Stated goal ->
Please retype the records below exactly, leaving out any pictures.

Data entries ->
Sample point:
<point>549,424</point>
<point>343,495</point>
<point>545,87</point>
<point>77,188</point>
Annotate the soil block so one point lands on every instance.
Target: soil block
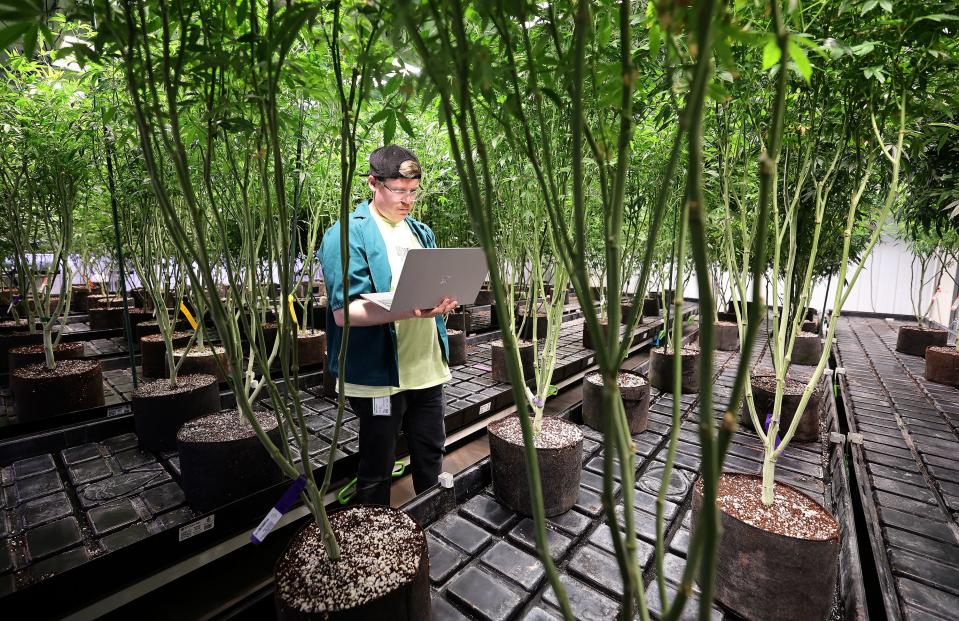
<point>383,572</point>
<point>205,361</point>
<point>661,369</point>
<point>774,563</point>
<point>159,411</point>
<point>807,349</point>
<point>500,369</point>
<point>222,460</point>
<point>914,340</point>
<point>32,354</point>
<point>39,392</point>
<point>457,345</point>
<point>764,394</point>
<point>942,365</point>
<point>153,353</point>
<point>634,391</point>
<point>727,335</point>
<point>559,451</point>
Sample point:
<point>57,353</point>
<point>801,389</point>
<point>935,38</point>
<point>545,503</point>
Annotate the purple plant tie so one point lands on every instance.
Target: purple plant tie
<point>283,505</point>
<point>769,421</point>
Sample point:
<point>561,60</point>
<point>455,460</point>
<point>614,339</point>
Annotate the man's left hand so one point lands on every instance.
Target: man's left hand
<point>444,307</point>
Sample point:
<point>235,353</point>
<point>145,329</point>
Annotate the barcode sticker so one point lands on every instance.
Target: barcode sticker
<point>266,525</point>
<point>194,529</point>
<point>119,410</point>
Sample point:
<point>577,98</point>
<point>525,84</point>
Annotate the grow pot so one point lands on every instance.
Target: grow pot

Solution ->
Sample point:
<point>549,424</point>
<point>343,495</point>
<point>545,87</point>
<point>77,188</point>
Annotate the soil block so one point lands on every instance.
Target: soil block
<point>383,572</point>
<point>205,361</point>
<point>661,369</point>
<point>774,563</point>
<point>159,411</point>
<point>807,349</point>
<point>500,369</point>
<point>222,460</point>
<point>914,340</point>
<point>32,354</point>
<point>39,392</point>
<point>457,345</point>
<point>764,394</point>
<point>942,365</point>
<point>153,353</point>
<point>634,391</point>
<point>727,335</point>
<point>559,451</point>
Sample point:
<point>57,353</point>
<point>801,389</point>
<point>935,38</point>
<point>545,503</point>
Annotate the purple plant tie so one point lands on every instance.
Target: purple plant tie
<point>283,505</point>
<point>769,421</point>
Sample point:
<point>561,60</point>
<point>455,460</point>
<point>614,339</point>
Annotate the man's left hand so one point lands on every instance.
Target: man's left hand
<point>444,307</point>
Sample point:
<point>235,353</point>
<point>145,329</point>
Annotate the barcode sticker so one point lands on every instance.
Target: barcode sticker
<point>266,525</point>
<point>194,529</point>
<point>119,410</point>
Sample point:
<point>577,98</point>
<point>525,84</point>
Annotate the grow pot so one point lands on every instance.
Target: grow pot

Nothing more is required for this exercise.